> Task directions:
Return each line in the entries below that contains the word "segment".

[Entries from a dataset]
================

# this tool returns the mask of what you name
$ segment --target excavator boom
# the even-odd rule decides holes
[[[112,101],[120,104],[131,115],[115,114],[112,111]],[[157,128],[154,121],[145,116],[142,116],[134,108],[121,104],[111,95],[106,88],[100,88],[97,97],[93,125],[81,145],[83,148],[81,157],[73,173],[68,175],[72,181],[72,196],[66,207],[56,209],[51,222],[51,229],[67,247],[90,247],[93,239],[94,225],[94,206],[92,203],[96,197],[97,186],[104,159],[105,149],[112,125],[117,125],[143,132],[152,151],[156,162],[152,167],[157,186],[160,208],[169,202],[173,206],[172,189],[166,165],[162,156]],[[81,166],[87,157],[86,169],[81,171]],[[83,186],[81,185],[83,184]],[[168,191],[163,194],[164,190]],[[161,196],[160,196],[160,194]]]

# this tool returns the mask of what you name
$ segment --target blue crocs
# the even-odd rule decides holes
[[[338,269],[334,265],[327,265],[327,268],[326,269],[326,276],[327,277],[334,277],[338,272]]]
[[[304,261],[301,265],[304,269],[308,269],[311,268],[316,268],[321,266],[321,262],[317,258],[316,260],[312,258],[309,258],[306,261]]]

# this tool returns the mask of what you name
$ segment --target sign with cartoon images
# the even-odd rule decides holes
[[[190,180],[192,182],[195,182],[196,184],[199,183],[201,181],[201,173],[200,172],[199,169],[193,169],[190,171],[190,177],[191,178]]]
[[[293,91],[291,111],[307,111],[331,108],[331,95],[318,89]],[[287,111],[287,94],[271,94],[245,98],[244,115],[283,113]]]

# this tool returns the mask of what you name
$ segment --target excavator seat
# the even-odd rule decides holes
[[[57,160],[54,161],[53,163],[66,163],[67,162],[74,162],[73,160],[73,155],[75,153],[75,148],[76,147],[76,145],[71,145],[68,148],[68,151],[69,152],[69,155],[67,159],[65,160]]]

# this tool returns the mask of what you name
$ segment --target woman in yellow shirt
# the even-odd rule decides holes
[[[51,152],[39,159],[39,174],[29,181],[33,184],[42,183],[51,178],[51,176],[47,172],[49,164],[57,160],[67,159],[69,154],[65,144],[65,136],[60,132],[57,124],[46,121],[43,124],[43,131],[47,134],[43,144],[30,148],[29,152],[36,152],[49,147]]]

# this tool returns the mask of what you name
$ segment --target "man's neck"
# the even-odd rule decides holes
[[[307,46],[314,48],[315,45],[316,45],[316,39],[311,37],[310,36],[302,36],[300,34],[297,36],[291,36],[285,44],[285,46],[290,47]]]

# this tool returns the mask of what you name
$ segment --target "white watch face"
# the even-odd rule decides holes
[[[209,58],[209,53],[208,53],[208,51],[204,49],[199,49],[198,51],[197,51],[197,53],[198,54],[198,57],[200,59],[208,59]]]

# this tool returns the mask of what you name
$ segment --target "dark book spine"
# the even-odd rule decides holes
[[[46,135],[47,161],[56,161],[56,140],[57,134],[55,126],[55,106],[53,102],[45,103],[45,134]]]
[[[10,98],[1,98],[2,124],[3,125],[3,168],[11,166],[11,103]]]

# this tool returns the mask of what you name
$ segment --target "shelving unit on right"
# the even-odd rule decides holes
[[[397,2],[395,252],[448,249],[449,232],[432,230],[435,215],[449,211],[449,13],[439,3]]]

================

> Reply:
$ segment --target excavator boom
$ segment --target blue crocs
$ segment --target sign with cartoon images
$ segment --target excavator seat
$ segment --target woman in yellow shirt
$ segment --target "man's neck"
$ segment --target "white watch face"
$ segment --target "dark book spine"
$ segment --target "shelving unit on right"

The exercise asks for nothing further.